What you will do: Report every line from the material that contains the word "white".

Data for this task Block Start

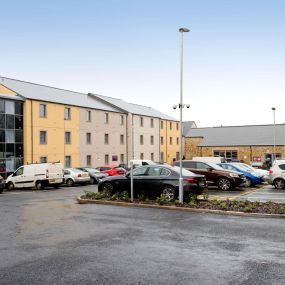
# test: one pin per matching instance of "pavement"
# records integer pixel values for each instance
(47, 238)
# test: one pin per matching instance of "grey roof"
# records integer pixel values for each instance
(251, 135)
(187, 126)
(51, 94)
(134, 108)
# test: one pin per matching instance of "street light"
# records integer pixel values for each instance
(181, 30)
(274, 137)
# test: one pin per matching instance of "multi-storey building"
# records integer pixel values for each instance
(42, 123)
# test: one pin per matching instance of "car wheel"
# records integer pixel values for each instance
(108, 188)
(247, 182)
(224, 183)
(69, 182)
(279, 183)
(169, 192)
(39, 185)
(10, 186)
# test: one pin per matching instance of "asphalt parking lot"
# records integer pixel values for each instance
(261, 193)
(47, 238)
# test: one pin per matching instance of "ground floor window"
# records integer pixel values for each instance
(67, 161)
(88, 160)
(229, 155)
(43, 159)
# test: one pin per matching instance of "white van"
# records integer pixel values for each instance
(140, 162)
(38, 175)
(213, 159)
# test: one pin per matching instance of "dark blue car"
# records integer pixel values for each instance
(251, 179)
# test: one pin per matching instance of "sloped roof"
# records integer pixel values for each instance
(51, 94)
(134, 108)
(249, 135)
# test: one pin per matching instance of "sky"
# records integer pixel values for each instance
(234, 59)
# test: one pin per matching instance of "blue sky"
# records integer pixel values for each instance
(234, 60)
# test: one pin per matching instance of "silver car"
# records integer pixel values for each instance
(276, 175)
(75, 176)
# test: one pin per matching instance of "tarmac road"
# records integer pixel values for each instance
(47, 238)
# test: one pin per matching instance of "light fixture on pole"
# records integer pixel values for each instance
(274, 136)
(181, 30)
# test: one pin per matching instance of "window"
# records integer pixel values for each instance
(229, 155)
(88, 160)
(67, 139)
(43, 110)
(67, 113)
(43, 159)
(88, 116)
(106, 139)
(43, 137)
(140, 171)
(106, 159)
(162, 157)
(106, 120)
(67, 161)
(88, 138)
(9, 107)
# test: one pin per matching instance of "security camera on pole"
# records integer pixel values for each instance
(181, 106)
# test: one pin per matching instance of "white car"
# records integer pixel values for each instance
(75, 176)
(276, 175)
(257, 171)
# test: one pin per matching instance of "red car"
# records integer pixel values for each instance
(111, 170)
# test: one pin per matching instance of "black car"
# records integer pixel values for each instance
(95, 175)
(2, 184)
(153, 180)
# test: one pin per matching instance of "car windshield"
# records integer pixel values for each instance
(215, 166)
(90, 169)
(185, 172)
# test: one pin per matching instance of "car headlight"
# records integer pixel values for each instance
(234, 175)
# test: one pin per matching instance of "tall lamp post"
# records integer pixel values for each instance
(181, 30)
(274, 136)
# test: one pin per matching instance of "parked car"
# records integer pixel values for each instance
(75, 176)
(257, 171)
(95, 174)
(2, 184)
(38, 175)
(111, 170)
(251, 178)
(216, 175)
(153, 180)
(276, 175)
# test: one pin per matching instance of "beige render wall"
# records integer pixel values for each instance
(245, 153)
(147, 132)
(98, 128)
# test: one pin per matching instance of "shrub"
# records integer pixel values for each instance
(162, 200)
(223, 206)
(247, 209)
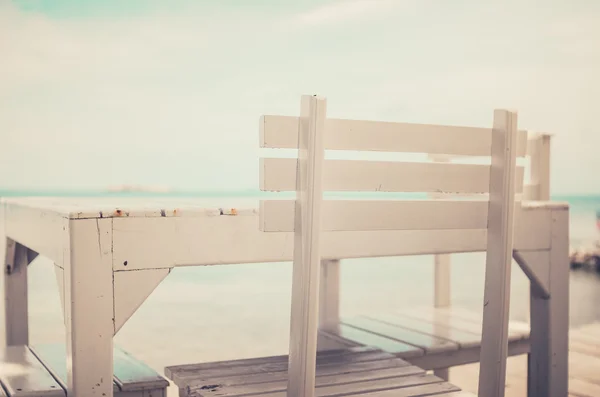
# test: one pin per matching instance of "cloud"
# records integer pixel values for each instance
(172, 97)
(347, 10)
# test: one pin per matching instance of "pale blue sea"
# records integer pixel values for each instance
(225, 312)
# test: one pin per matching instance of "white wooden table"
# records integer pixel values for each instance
(109, 256)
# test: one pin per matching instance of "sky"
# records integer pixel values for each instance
(169, 93)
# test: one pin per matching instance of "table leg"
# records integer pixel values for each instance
(15, 294)
(88, 300)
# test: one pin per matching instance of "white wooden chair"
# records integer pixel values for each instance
(312, 218)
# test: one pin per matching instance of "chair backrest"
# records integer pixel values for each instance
(280, 175)
(491, 191)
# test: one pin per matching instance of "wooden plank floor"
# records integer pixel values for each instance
(428, 337)
(349, 372)
(584, 367)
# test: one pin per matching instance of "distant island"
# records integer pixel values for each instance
(139, 188)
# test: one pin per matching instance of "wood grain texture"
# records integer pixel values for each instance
(279, 174)
(494, 344)
(193, 241)
(282, 132)
(131, 290)
(22, 374)
(89, 289)
(16, 320)
(359, 215)
(385, 374)
(130, 374)
(306, 270)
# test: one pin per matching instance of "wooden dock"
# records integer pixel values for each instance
(584, 367)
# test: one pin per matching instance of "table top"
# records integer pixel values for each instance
(113, 207)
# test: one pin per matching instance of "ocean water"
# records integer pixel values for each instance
(236, 311)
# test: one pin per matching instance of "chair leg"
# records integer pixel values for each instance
(442, 373)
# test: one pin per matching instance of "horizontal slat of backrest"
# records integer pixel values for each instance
(282, 132)
(354, 215)
(279, 174)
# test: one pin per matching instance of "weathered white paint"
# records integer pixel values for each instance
(131, 290)
(441, 273)
(37, 227)
(329, 296)
(548, 363)
(494, 343)
(358, 215)
(59, 273)
(193, 241)
(282, 132)
(279, 174)
(307, 243)
(536, 266)
(16, 319)
(22, 375)
(441, 297)
(89, 308)
(539, 151)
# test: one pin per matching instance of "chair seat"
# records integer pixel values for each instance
(353, 371)
(42, 371)
(431, 338)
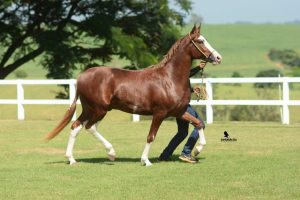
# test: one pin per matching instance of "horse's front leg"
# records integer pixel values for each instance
(156, 122)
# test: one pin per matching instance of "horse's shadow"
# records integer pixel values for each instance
(173, 158)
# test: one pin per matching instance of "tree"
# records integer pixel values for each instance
(75, 34)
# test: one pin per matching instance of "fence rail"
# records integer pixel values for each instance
(285, 102)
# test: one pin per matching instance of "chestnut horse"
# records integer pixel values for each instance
(161, 90)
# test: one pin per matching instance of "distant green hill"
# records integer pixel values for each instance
(244, 48)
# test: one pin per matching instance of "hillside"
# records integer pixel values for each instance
(244, 48)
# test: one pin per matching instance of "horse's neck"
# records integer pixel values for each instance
(179, 67)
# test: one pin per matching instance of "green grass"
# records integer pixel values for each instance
(262, 164)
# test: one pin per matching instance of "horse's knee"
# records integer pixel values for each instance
(76, 124)
(150, 138)
(75, 130)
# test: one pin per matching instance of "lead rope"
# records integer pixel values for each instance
(201, 90)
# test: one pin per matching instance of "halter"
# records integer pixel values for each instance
(199, 49)
(202, 94)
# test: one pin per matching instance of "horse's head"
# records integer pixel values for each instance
(201, 49)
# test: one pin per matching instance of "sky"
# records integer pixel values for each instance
(254, 11)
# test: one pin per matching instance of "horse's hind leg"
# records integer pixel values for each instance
(156, 122)
(76, 127)
(91, 126)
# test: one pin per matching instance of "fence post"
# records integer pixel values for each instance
(285, 105)
(72, 93)
(209, 109)
(20, 97)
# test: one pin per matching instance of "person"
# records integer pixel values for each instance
(183, 128)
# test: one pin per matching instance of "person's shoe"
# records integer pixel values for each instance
(187, 158)
(161, 159)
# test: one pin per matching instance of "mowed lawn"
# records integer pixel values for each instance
(264, 163)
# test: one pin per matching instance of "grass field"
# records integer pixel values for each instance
(262, 164)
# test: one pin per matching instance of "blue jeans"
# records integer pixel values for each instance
(183, 129)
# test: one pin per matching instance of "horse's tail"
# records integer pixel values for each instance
(64, 122)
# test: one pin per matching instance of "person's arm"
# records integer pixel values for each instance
(194, 71)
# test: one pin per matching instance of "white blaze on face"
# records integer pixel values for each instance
(215, 56)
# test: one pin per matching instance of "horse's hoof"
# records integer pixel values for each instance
(196, 153)
(146, 162)
(111, 157)
(71, 160)
(111, 154)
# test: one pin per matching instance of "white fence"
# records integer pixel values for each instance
(284, 102)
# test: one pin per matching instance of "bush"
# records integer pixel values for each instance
(288, 57)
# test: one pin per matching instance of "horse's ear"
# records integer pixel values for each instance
(194, 29)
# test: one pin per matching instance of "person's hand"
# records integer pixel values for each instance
(196, 90)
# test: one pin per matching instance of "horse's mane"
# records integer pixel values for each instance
(169, 55)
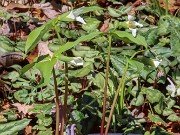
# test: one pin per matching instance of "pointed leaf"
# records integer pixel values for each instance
(12, 128)
(36, 35)
(45, 67)
(69, 45)
(128, 37)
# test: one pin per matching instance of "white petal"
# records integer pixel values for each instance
(134, 31)
(80, 19)
(77, 61)
(171, 88)
(138, 24)
(156, 63)
(178, 92)
(130, 18)
(71, 15)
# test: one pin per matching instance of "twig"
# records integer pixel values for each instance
(57, 102)
(105, 87)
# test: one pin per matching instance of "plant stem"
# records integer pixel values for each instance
(65, 106)
(66, 93)
(106, 85)
(167, 2)
(120, 87)
(56, 102)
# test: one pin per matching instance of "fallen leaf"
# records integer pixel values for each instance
(105, 26)
(28, 130)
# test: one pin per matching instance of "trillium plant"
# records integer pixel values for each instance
(172, 88)
(132, 25)
(74, 16)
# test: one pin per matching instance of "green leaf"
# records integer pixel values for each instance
(45, 67)
(167, 112)
(113, 12)
(138, 101)
(128, 37)
(69, 45)
(155, 118)
(91, 24)
(152, 95)
(44, 108)
(12, 128)
(36, 35)
(99, 80)
(21, 95)
(81, 72)
(173, 117)
(84, 10)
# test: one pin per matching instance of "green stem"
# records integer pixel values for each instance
(66, 92)
(106, 85)
(56, 102)
(122, 90)
(120, 87)
(64, 112)
(166, 2)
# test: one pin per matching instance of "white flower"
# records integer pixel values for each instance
(157, 62)
(171, 88)
(77, 61)
(133, 24)
(76, 17)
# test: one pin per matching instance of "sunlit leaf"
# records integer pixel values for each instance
(36, 35)
(128, 37)
(11, 128)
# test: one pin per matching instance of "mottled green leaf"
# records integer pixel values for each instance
(14, 127)
(128, 37)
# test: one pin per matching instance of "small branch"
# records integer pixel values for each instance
(64, 118)
(105, 87)
(56, 102)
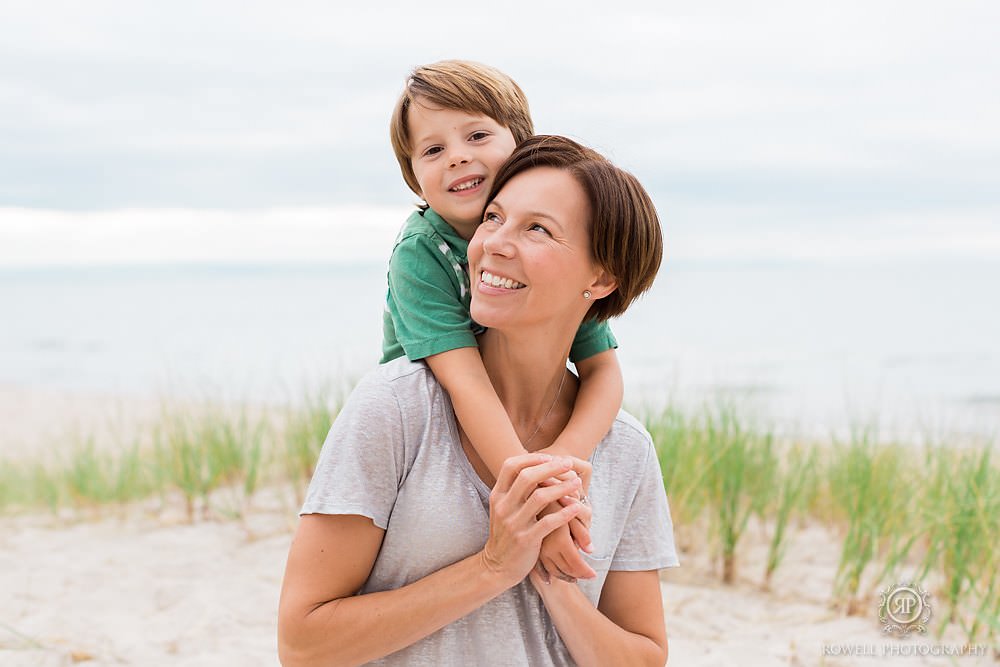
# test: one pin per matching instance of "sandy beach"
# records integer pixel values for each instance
(142, 586)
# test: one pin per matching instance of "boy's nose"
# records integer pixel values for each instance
(458, 157)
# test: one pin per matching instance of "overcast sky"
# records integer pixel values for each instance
(207, 130)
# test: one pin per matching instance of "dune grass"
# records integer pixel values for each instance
(902, 512)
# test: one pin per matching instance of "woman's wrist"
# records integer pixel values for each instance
(495, 576)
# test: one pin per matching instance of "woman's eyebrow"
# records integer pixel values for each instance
(554, 222)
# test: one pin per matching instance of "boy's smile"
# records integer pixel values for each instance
(455, 155)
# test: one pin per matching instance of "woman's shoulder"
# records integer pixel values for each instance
(629, 431)
(628, 444)
(407, 383)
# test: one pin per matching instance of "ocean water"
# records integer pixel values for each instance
(912, 347)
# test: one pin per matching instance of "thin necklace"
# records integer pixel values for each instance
(548, 412)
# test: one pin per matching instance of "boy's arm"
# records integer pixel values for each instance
(477, 406)
(597, 405)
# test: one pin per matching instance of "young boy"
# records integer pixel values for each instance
(455, 123)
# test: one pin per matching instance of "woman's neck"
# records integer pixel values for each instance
(528, 373)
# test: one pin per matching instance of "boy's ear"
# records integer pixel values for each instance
(604, 284)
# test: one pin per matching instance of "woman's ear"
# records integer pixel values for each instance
(604, 284)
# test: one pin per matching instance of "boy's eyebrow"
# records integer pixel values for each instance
(472, 121)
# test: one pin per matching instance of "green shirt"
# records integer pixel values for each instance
(427, 303)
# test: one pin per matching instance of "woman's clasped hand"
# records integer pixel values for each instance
(526, 486)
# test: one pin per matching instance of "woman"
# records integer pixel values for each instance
(403, 554)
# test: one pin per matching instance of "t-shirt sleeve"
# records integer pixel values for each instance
(361, 463)
(647, 542)
(592, 338)
(428, 315)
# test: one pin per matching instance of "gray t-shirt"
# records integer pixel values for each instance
(394, 455)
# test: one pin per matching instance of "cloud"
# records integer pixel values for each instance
(819, 113)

Data for this task Block End

Answer to this problem:
# test: one pin per matching instance of "white van"
# test: one pin per matching instance of "white car"
# test: one pin per matching instance of "white wooden table"
# test: one pin per matching instance of "white wooden chair"
# test: one pin per matching instance of "weathered white paint"
# test: one pin per matching instance of "white blaze on face"
# test: one pin per matching instance of "white fence"
# test: one pin per matching instance of "white petal"
# test: one pin per matching instance of "white flower"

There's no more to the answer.